- _Work required_
Edit the data from the line holding "For every instance of the shirt" through the end of the data, inclusive, replacing "shirt collar" with "jacket collar" and leaving everything else unchanged.

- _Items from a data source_
##############################

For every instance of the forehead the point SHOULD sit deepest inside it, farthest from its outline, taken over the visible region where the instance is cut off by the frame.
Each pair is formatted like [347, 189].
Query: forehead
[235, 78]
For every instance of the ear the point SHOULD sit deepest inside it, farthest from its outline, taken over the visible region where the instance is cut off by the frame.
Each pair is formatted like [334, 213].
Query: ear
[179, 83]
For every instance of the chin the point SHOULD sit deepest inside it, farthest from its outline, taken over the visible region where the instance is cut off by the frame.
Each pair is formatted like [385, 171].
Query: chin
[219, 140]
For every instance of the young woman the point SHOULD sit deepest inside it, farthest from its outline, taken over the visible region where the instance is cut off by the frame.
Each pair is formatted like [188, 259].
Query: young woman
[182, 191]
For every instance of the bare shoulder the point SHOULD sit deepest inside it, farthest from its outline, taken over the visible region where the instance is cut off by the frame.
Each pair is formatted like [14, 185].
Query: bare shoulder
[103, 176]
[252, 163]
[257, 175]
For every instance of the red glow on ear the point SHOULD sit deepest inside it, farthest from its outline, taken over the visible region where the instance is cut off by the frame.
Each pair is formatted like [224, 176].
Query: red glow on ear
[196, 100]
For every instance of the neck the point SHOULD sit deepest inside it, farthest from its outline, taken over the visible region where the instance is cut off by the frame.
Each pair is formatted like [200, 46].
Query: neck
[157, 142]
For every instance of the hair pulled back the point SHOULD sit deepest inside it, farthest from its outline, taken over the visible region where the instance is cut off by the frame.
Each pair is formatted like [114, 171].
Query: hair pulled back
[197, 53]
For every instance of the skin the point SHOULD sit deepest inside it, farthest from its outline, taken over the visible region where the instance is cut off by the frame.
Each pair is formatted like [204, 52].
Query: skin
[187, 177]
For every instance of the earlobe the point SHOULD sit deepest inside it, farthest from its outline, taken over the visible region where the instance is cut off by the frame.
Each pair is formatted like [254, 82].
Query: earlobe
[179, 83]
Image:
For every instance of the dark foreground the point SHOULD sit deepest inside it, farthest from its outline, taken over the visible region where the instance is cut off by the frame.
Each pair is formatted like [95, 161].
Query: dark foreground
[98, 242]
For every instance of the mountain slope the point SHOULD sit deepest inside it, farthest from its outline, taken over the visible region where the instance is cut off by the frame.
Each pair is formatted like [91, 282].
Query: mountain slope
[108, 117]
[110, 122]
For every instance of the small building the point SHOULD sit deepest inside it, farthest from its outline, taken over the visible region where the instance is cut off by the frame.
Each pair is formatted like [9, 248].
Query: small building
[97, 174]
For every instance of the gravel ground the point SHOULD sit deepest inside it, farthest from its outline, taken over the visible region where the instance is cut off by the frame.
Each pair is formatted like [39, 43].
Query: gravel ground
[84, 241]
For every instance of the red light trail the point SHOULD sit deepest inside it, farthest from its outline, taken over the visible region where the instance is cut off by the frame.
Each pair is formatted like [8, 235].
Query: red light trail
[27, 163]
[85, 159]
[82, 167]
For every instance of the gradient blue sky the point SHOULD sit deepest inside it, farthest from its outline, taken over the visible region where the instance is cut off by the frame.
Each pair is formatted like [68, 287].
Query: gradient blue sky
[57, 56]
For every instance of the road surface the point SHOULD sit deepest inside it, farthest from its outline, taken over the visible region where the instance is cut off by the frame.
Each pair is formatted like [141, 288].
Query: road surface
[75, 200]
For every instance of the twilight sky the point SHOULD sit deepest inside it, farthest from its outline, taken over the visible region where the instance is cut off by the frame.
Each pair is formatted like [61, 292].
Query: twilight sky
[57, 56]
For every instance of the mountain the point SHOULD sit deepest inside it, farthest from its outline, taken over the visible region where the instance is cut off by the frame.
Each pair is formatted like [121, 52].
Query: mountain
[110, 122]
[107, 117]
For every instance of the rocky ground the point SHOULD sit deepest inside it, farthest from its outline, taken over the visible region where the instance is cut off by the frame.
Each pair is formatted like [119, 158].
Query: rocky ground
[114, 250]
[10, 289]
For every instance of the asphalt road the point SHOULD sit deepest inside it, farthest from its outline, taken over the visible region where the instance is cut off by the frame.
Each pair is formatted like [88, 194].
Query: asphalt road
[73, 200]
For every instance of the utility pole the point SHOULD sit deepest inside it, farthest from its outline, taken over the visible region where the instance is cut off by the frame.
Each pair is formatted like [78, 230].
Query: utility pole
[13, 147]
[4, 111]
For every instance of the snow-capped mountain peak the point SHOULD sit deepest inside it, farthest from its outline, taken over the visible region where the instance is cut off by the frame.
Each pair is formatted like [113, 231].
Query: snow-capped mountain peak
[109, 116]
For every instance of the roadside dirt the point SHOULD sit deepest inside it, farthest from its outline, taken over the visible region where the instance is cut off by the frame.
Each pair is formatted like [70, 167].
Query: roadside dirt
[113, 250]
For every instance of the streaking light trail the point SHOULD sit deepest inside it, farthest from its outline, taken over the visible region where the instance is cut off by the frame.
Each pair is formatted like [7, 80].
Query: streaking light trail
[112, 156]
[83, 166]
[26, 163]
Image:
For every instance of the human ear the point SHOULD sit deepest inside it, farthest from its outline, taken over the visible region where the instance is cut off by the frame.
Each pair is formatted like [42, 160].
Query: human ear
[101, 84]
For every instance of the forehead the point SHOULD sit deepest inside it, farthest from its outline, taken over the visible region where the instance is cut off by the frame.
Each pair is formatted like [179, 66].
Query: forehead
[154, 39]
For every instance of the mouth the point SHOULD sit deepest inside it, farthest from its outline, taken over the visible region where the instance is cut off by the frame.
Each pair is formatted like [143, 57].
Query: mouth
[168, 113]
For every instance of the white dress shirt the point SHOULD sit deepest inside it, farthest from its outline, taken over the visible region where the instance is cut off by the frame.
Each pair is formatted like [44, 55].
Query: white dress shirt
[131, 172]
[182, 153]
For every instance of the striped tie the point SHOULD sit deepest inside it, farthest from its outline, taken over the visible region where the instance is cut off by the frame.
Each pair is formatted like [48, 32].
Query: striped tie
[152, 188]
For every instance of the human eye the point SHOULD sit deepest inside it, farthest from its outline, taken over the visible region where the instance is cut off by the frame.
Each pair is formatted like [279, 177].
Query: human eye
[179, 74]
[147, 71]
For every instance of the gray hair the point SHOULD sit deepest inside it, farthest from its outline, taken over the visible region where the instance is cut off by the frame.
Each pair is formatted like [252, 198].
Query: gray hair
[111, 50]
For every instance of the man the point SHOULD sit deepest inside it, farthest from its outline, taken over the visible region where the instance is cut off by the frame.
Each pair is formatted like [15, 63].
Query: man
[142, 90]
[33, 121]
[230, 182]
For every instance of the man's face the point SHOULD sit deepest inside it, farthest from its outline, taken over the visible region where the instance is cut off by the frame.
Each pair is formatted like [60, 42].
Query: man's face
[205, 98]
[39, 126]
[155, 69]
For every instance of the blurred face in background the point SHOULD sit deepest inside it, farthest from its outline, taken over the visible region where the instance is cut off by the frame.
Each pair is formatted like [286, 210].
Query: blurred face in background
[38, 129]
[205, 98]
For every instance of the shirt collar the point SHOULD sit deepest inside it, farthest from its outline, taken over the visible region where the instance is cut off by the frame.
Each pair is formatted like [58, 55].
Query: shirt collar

##############################

- _Worked answer_
For every instance of the jacket collar the point SHOULD sit deepest inside it, farthest from its outline, taken over the visible region where the instance is cut off by the frame.
Each pair is formatted like [58, 55].
Query: jacket collar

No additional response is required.